§ SHORT PROBLEM
In the commit notice below, list every parameter name that the added function grn_ii_parse_regexp_query takes.

§ DOCUMENT EXTRACT
%%

[Groonga-commit] groonga/groonga at 4769e34 [master] Fix a bug that estimating size by regexp query with anchor doesn't work

アーカイブの一覧に戻る

Kouhei Sutou null+****@clear*****
Thu Jul 9 23:28:21 JST 2015


Kouhei Sutou	2015-07-09 23:28:21 +0900 (Thu, 09 Jul 2015)

  New Revision: 4769e34d8564464620e1daf396e5a8f055e5e7cd
  https://github.com/groonga/groonga/commit/4769e34d8564464620e1daf396e5a8f055e5e7cd

  Message:
    Fix a bug that estimating size by regexp query with anchor doesn't work

  Modified files:
    lib/ii.c

  Modified: lib/ii.c (+75 -13)
===================================================================
--- lib/ii.c    2015-07-09 23:04:09 +0900 (388e056)
+++ lib/ii.c    2015-07-09 23:28:21 +0900 (391d3c3)
@@ -6060,18 +6060,16 @@ grn_ii_term_extract(grn_ctx *ctx, grn_ii *ii, const char *string,
 }
 
 static grn_rc
-grn_ii_select_regexp(grn_ctx *ctx, grn_ii *ii,
-                     const char *string, unsigned int string_len,
-                     grn_hash *s, grn_operator op, grn_select_optarg *optarg)
+grn_ii_parse_regexp_query(grn_ctx *ctx,
+                          const char *log_tag,
+                          const char *string, unsigned int string_len,
+                          grn_obj *parsed_string)

%%

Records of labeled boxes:
%%

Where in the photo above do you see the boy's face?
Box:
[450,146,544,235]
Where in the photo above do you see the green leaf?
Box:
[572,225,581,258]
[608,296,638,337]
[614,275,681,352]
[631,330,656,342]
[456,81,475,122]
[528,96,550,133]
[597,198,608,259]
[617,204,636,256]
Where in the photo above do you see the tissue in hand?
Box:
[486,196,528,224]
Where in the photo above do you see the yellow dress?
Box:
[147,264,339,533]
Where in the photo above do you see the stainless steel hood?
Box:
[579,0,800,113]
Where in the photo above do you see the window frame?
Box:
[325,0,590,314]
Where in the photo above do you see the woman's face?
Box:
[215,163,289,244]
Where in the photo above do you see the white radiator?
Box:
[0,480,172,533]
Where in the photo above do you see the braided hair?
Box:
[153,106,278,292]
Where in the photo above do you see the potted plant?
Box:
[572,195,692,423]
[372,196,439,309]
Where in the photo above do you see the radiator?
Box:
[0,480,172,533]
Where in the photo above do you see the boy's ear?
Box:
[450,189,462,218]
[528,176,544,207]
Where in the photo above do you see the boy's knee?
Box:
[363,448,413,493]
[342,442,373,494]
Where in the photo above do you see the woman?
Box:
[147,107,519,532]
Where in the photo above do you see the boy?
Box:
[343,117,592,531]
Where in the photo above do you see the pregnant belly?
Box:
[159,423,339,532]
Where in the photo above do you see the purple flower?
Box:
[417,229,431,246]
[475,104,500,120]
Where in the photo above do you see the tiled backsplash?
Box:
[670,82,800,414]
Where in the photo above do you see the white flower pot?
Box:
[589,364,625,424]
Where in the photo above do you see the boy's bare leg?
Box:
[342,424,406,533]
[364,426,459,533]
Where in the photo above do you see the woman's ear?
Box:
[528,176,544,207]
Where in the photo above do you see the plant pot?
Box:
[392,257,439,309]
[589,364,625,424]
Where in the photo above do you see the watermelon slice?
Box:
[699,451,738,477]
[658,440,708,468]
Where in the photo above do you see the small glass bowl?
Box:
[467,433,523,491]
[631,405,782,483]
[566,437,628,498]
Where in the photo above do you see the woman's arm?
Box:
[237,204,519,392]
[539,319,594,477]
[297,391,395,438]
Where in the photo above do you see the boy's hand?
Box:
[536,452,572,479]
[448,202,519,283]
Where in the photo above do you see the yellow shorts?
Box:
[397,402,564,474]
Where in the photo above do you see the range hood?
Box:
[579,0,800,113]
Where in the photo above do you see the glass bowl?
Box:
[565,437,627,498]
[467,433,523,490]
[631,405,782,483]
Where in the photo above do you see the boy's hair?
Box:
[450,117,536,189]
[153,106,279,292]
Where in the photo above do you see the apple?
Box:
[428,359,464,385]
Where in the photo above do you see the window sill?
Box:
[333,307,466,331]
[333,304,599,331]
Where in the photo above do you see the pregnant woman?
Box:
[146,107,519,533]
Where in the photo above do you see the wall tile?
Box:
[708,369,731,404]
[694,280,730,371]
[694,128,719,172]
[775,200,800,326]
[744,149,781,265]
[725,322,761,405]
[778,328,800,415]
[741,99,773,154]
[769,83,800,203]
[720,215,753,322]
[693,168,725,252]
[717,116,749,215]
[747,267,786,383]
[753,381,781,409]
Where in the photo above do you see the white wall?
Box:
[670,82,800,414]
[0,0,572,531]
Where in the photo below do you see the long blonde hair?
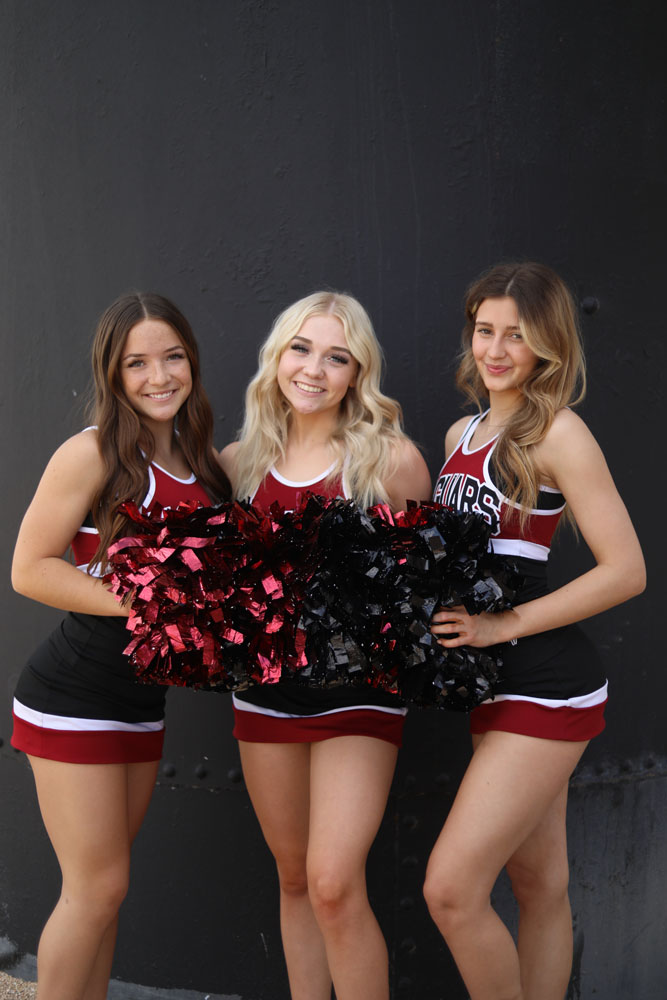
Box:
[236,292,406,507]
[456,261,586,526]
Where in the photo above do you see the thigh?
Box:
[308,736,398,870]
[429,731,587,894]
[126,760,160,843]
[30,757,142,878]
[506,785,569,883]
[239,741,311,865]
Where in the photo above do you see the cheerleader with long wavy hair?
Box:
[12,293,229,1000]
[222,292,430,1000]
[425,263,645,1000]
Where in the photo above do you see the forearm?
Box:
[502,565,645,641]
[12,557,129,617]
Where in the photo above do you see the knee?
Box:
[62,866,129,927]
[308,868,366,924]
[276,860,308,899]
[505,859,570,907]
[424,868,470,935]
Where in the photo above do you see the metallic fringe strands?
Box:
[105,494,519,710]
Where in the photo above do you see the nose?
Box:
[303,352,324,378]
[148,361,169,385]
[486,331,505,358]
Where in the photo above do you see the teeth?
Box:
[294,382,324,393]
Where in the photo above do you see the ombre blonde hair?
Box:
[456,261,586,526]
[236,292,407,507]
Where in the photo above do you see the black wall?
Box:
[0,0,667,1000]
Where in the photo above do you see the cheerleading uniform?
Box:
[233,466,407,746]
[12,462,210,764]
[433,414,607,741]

%%
%%

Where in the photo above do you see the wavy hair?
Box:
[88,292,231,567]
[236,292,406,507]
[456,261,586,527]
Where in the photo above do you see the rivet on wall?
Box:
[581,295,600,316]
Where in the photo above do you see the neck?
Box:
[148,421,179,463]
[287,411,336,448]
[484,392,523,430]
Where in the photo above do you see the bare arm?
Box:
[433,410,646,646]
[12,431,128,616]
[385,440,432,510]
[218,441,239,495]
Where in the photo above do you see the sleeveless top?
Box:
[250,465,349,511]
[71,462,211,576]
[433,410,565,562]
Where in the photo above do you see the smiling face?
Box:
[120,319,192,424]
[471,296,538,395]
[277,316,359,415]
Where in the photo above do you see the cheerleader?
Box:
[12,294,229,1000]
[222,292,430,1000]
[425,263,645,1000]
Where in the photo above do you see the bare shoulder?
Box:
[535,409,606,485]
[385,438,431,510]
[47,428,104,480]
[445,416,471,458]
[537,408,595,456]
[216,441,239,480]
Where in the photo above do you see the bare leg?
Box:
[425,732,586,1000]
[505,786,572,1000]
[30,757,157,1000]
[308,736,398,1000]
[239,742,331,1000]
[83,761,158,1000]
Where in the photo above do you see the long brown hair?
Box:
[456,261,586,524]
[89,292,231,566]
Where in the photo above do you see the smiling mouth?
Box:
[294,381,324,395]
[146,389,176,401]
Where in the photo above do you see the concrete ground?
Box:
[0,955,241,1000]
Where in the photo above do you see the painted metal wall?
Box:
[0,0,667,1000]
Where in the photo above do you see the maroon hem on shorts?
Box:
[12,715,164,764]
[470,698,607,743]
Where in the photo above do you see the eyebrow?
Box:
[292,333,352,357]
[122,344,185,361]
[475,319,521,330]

%%

§ ANSWER TO THIS EXERCISE
ctx, log_tag, string, string_len, parsed_string